Exercise description
Each line of the data that includes the string "outdoor" is to be copied out.

Recorded data
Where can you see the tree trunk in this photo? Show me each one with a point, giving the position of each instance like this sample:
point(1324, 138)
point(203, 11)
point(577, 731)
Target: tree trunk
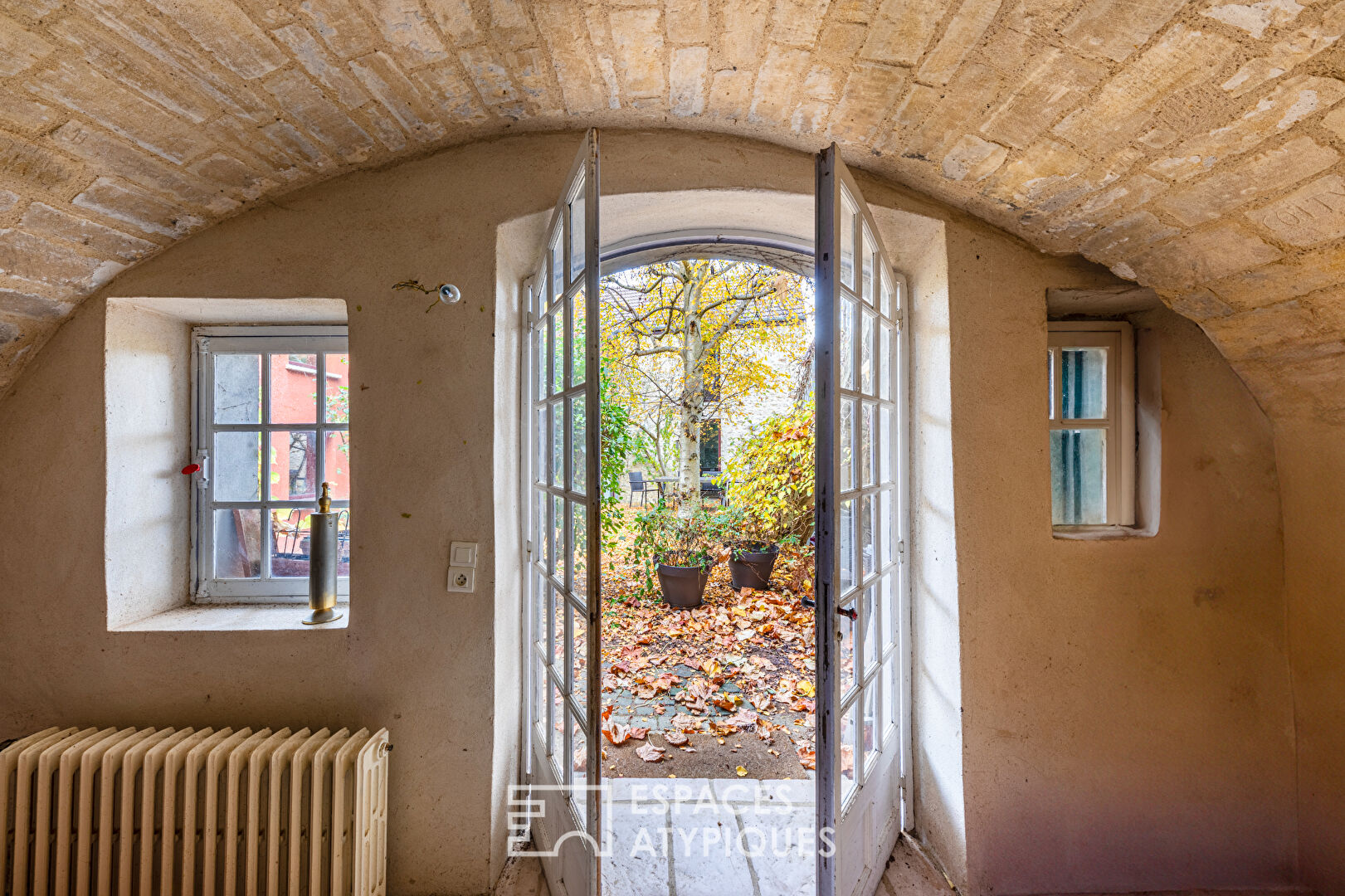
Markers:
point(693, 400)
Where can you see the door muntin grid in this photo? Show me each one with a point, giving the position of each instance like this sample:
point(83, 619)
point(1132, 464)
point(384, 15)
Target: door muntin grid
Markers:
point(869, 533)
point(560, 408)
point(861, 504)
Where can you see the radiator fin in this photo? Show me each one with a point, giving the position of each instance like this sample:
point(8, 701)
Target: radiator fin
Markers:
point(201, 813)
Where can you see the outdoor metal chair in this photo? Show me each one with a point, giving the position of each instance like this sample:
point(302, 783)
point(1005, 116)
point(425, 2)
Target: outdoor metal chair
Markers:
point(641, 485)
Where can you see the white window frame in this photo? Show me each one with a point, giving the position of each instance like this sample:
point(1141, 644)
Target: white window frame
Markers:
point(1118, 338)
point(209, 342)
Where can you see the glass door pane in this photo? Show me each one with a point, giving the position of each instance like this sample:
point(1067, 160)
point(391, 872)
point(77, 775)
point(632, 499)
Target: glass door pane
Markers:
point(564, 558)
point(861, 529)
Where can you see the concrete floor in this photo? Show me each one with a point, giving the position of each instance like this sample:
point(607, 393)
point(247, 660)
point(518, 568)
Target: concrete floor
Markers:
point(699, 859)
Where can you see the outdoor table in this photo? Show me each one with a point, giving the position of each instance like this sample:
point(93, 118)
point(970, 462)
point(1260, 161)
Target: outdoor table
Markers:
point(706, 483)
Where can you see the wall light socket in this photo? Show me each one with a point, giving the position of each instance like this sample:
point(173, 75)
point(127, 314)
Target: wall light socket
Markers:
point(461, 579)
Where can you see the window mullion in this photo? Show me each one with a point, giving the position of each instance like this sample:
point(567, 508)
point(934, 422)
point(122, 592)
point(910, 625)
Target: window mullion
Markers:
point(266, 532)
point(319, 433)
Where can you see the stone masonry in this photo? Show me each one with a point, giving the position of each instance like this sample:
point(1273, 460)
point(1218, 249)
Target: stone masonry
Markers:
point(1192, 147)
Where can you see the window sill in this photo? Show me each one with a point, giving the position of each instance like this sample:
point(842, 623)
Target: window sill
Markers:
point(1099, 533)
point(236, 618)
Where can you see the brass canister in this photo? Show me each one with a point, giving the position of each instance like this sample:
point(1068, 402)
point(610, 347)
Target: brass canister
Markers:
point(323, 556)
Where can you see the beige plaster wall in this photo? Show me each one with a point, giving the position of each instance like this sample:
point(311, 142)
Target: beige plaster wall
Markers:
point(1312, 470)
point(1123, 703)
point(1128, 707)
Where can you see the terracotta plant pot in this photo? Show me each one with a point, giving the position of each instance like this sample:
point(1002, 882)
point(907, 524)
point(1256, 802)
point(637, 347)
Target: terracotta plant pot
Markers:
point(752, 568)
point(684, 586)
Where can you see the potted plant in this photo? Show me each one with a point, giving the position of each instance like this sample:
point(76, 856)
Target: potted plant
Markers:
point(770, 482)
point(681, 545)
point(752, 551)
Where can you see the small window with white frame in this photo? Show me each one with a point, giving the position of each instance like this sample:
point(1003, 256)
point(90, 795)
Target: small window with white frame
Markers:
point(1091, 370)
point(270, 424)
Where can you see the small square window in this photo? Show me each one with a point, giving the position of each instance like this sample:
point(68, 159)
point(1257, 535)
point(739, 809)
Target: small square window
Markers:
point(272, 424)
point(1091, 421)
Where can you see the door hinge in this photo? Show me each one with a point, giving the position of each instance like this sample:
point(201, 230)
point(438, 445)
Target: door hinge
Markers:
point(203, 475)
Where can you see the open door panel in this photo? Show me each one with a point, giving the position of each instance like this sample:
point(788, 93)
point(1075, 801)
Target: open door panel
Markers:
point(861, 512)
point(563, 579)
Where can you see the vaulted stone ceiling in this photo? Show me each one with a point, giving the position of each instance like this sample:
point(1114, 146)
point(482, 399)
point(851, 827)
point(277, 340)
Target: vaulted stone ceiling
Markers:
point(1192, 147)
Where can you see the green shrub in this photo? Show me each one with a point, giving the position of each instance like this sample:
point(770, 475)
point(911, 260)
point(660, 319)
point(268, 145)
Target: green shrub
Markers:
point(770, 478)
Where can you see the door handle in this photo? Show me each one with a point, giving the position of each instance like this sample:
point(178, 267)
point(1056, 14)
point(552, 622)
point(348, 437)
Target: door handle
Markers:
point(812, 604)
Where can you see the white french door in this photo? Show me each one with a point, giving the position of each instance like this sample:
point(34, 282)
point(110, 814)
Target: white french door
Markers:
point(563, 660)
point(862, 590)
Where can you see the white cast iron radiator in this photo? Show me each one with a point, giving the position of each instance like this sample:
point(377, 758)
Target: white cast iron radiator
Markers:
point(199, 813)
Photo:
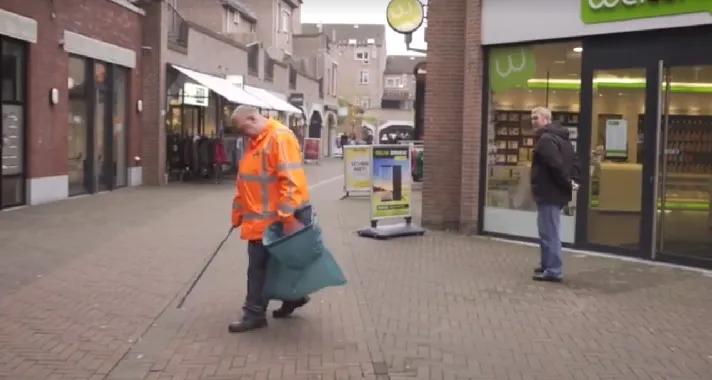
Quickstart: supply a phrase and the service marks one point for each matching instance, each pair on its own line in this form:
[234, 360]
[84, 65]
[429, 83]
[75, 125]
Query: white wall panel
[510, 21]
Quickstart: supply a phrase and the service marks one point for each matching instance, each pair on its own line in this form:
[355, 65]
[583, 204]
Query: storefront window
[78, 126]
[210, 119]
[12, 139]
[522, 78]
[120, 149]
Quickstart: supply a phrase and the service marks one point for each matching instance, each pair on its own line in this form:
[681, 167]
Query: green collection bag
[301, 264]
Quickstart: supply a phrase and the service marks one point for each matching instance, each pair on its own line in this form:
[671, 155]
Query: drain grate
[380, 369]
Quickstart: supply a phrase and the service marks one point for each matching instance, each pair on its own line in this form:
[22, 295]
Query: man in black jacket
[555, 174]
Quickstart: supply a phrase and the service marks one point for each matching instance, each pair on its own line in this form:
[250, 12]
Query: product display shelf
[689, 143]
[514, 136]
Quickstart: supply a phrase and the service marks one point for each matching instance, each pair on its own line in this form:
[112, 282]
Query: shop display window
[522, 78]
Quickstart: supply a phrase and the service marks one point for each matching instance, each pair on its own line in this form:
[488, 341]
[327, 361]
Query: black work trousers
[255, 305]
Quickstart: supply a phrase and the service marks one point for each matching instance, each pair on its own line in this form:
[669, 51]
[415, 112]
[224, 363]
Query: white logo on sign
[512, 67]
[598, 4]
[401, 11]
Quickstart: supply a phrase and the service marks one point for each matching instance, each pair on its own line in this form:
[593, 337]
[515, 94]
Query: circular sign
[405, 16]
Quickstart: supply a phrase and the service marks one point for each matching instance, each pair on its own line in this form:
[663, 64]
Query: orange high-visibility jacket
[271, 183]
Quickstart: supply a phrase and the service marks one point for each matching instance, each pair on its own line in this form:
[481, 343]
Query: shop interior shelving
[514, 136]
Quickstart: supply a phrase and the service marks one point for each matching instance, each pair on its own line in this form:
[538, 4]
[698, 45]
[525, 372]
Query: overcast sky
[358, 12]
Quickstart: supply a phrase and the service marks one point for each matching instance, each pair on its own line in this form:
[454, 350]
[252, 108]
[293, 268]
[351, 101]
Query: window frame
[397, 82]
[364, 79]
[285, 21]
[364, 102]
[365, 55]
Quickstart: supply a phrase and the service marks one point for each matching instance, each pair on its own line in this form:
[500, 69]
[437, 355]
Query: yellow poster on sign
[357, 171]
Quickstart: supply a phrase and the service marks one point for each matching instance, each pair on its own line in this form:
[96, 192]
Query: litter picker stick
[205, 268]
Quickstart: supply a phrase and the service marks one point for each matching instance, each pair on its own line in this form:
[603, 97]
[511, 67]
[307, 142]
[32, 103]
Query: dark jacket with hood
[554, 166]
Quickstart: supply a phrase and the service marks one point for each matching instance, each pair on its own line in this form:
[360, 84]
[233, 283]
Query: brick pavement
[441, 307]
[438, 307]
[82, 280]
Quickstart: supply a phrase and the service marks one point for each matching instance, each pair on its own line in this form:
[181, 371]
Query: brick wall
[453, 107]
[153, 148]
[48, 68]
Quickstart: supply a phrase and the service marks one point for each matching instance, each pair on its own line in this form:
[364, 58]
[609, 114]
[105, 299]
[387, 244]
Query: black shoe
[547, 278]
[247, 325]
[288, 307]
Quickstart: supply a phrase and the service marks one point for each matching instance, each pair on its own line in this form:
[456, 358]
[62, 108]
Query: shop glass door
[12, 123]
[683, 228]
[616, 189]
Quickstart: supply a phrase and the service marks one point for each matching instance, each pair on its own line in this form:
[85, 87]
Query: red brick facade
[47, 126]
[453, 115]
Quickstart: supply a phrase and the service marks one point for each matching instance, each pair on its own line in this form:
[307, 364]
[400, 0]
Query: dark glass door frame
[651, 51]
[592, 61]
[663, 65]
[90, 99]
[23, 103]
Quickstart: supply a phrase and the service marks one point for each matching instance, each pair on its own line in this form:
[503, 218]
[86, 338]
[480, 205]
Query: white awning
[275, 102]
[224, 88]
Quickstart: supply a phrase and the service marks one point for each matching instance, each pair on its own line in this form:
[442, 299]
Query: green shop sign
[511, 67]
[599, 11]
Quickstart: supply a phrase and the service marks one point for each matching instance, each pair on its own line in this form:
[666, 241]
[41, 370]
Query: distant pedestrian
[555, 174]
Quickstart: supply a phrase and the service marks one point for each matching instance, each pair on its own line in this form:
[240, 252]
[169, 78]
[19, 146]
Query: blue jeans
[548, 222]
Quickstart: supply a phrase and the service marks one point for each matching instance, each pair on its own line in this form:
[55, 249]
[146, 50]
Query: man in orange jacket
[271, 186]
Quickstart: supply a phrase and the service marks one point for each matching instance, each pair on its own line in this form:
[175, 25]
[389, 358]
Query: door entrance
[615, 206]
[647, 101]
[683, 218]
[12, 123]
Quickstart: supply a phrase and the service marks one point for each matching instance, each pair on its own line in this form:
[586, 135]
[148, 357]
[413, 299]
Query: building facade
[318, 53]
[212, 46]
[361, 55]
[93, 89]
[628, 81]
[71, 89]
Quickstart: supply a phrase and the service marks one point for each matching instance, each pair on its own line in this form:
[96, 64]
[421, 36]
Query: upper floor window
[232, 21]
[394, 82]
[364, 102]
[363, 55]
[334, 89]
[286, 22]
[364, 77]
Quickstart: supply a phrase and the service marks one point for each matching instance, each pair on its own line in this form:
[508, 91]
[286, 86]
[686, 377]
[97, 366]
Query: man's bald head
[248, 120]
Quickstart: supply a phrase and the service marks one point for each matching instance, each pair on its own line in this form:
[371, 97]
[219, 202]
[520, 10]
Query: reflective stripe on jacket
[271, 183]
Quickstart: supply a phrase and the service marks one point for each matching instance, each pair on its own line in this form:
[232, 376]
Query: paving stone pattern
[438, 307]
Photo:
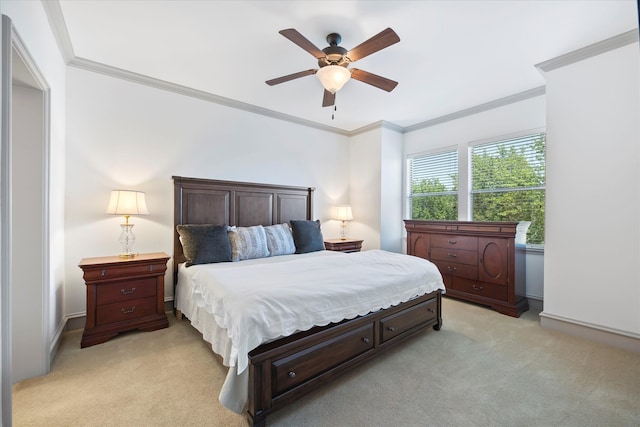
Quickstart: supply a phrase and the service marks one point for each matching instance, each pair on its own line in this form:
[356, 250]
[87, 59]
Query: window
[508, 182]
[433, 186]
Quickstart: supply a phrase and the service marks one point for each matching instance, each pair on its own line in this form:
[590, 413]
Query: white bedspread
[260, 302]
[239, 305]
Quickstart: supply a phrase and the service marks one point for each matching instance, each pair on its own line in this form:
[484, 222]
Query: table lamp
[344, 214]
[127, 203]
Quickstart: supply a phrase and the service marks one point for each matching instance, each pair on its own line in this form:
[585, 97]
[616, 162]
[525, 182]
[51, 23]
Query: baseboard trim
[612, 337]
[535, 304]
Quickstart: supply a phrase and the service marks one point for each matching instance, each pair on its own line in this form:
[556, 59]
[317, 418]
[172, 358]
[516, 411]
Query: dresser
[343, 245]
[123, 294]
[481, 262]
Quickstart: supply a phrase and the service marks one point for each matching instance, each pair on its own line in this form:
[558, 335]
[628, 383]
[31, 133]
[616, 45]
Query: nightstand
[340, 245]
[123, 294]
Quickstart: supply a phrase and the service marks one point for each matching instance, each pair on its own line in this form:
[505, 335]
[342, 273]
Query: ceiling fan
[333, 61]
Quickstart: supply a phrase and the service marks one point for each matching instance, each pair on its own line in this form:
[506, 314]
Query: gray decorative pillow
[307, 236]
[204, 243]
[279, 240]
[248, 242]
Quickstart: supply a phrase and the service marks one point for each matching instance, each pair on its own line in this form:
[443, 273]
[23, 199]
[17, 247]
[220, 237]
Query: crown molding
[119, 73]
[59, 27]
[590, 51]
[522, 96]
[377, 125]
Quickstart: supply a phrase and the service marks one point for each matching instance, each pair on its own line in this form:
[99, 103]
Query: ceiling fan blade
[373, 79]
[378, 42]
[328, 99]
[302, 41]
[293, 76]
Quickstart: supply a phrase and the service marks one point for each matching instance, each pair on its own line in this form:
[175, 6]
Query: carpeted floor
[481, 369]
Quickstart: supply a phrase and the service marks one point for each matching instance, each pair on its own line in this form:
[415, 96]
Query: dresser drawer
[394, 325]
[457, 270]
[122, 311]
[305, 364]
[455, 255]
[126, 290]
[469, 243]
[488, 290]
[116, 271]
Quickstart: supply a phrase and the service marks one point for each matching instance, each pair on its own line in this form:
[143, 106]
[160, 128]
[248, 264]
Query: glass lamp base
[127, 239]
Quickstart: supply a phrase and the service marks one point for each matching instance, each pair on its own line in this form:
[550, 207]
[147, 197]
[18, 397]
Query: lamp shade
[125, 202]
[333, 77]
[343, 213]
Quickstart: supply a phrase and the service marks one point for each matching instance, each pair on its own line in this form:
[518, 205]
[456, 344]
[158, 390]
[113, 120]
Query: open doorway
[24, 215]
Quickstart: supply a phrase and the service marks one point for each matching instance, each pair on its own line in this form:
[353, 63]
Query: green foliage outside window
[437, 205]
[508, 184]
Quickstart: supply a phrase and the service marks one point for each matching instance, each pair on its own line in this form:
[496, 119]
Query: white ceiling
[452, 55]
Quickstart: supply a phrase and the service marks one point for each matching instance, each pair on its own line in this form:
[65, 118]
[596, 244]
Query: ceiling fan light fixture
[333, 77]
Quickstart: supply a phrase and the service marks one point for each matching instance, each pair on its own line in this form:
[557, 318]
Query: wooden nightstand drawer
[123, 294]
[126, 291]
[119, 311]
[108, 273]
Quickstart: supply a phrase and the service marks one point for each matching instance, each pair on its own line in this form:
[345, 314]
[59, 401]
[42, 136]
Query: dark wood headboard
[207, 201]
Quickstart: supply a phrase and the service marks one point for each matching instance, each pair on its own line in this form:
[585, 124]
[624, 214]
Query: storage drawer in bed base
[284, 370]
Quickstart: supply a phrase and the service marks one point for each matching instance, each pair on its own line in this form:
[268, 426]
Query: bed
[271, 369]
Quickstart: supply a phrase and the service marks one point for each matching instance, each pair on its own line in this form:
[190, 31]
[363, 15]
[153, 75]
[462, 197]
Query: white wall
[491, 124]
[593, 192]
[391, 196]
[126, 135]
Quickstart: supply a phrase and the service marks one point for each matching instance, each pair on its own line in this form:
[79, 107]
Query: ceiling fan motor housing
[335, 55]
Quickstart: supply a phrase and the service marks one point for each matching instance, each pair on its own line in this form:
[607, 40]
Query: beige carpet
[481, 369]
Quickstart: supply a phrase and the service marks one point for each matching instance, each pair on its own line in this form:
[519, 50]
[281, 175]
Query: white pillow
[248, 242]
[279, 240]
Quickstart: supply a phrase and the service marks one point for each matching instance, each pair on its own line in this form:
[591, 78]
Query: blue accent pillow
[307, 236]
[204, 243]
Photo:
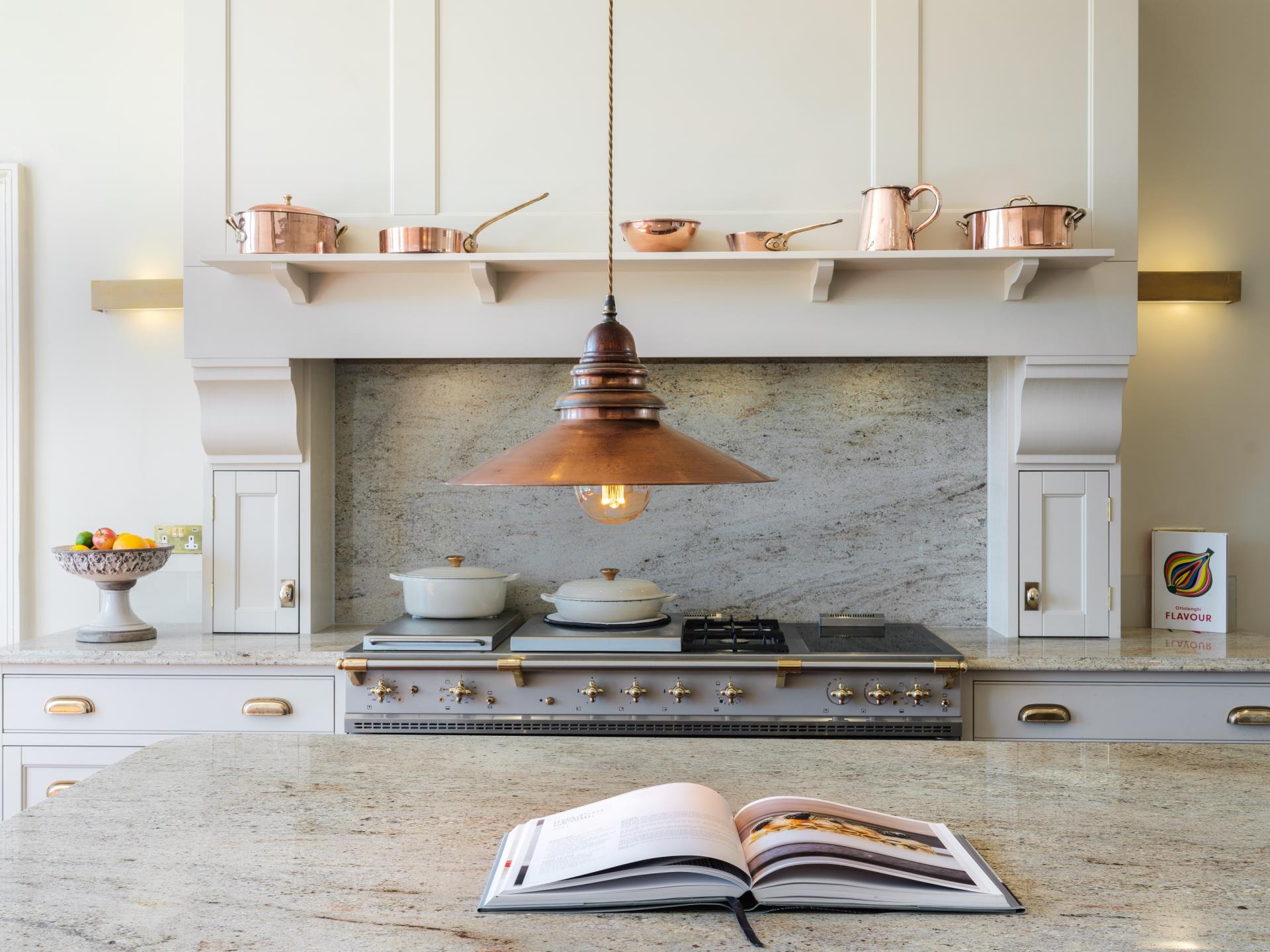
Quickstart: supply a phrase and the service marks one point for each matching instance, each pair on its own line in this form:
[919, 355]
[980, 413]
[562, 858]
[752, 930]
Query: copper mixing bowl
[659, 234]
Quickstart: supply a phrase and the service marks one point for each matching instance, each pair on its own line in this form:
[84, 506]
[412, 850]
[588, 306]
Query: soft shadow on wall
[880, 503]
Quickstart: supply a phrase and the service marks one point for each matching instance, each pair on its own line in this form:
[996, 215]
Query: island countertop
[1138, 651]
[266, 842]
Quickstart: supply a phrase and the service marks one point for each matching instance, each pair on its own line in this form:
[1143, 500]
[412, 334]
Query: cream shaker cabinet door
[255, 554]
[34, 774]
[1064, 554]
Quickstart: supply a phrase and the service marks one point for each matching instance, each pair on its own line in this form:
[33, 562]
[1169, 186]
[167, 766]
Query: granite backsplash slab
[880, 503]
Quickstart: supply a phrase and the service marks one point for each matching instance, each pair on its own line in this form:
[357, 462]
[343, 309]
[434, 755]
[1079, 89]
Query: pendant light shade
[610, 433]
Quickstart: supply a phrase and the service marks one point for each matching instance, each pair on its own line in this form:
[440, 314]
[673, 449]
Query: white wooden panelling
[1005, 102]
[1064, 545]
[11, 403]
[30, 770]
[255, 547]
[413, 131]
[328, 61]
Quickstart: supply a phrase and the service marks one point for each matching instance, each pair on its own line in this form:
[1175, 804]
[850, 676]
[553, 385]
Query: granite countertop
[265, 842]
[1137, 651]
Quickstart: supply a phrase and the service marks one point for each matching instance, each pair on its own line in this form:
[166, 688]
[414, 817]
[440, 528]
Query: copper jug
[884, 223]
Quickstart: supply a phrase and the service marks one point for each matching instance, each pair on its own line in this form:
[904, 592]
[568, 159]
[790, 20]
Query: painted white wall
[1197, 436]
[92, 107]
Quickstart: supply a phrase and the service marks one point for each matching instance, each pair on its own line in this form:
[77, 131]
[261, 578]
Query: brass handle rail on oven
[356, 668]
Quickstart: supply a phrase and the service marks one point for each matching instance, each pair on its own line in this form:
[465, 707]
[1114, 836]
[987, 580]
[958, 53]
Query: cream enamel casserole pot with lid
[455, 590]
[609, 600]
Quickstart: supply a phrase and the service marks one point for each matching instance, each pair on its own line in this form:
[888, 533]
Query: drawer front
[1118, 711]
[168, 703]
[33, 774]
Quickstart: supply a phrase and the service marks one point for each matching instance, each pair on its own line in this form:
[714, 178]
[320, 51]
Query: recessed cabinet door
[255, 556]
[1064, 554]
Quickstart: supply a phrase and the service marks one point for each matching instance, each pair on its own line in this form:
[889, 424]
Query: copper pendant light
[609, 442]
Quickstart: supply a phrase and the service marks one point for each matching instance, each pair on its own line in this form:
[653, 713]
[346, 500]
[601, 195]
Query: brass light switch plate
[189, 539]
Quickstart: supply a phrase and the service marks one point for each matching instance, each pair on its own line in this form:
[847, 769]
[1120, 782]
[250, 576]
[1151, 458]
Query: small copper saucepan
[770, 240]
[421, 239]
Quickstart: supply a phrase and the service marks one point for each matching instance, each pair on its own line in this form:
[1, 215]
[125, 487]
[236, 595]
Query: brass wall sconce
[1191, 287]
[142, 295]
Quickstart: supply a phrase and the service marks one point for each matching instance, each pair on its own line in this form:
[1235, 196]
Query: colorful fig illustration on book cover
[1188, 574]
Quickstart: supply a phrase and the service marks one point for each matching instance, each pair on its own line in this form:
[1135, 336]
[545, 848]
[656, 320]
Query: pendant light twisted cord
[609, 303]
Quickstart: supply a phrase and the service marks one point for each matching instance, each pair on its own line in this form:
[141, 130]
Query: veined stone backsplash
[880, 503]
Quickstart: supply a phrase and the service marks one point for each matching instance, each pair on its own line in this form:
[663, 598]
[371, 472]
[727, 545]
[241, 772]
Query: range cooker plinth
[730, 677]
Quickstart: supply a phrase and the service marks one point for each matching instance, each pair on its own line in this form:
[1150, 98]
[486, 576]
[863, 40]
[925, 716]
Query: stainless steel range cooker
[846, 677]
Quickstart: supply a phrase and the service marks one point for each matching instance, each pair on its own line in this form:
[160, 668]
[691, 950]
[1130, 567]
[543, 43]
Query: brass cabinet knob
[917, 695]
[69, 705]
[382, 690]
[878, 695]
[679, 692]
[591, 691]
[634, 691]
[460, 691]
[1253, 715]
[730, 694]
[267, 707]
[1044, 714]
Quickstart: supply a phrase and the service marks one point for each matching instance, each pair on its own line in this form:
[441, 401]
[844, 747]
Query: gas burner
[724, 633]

Response to this exercise
Where can you see the outdoor metal chair in this photo? Show me each one with a point, giving the position of each instance like this sample:
Target: outdoor metal chair
Where can you see the outdoor table in this photo? Show me each one with a point, giving the position of each instance like this sample:
Target: outdoor table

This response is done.